- [Problem details]: Gather every line of the records below that contains the string "jacket", and copy each one in the order it appears.

- [Task data]:
begin

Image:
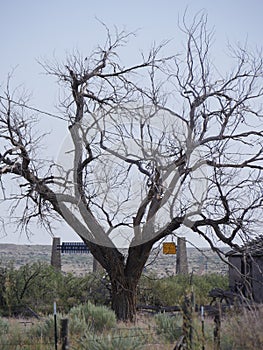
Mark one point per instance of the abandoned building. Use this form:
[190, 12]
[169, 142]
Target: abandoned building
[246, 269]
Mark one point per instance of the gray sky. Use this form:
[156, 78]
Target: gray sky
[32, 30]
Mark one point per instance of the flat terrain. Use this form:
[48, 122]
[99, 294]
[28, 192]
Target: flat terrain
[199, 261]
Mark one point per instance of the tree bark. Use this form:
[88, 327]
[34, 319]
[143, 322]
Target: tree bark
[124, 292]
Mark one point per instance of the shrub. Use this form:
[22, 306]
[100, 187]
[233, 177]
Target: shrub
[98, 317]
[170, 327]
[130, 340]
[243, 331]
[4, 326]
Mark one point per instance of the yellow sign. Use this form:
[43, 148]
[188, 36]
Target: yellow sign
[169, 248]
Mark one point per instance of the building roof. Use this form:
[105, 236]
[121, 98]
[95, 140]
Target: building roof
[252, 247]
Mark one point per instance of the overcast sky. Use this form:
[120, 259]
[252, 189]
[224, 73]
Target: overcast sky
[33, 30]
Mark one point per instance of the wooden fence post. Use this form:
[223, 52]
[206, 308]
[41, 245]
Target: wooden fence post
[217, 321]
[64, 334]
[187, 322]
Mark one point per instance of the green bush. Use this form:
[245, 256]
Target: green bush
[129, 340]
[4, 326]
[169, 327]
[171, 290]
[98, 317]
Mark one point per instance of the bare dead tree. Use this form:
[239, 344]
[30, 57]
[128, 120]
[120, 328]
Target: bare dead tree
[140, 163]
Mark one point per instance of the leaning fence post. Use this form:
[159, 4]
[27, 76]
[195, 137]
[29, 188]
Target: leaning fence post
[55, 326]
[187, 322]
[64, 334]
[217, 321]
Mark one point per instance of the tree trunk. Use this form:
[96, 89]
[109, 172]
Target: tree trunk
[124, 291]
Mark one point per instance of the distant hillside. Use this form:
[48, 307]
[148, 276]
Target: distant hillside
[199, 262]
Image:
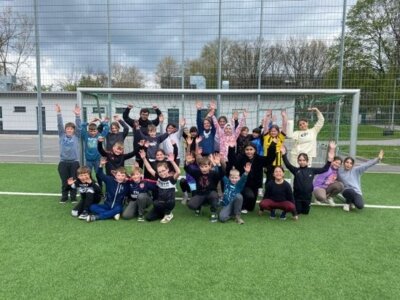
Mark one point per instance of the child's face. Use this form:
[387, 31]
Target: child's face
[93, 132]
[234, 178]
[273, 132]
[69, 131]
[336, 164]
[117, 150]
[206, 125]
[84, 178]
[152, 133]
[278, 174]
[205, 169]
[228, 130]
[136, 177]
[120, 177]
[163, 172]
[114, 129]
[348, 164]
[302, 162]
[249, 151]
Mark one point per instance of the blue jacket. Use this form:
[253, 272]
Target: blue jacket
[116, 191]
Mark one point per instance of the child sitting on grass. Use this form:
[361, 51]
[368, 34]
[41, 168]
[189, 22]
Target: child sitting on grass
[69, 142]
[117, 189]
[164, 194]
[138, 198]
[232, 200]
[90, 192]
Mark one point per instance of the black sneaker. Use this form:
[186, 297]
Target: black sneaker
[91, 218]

end
begin

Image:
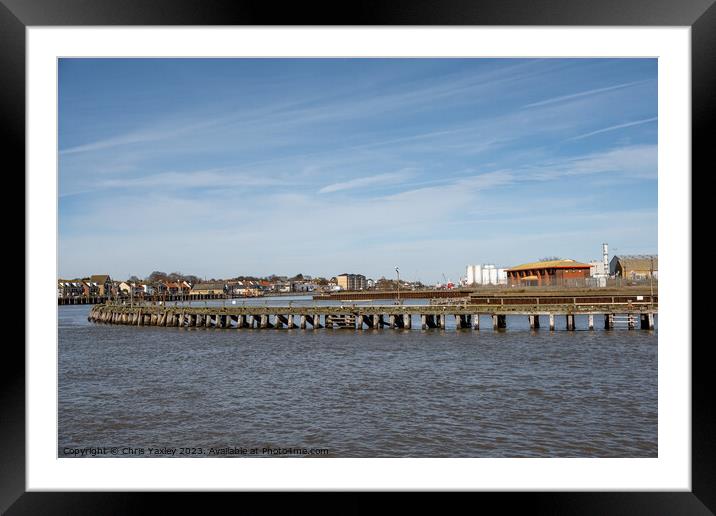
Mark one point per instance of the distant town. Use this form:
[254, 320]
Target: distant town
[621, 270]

end

- [Solution]:
Mark one point per instance of the blue jacket. Use this form:
Target: blue jacket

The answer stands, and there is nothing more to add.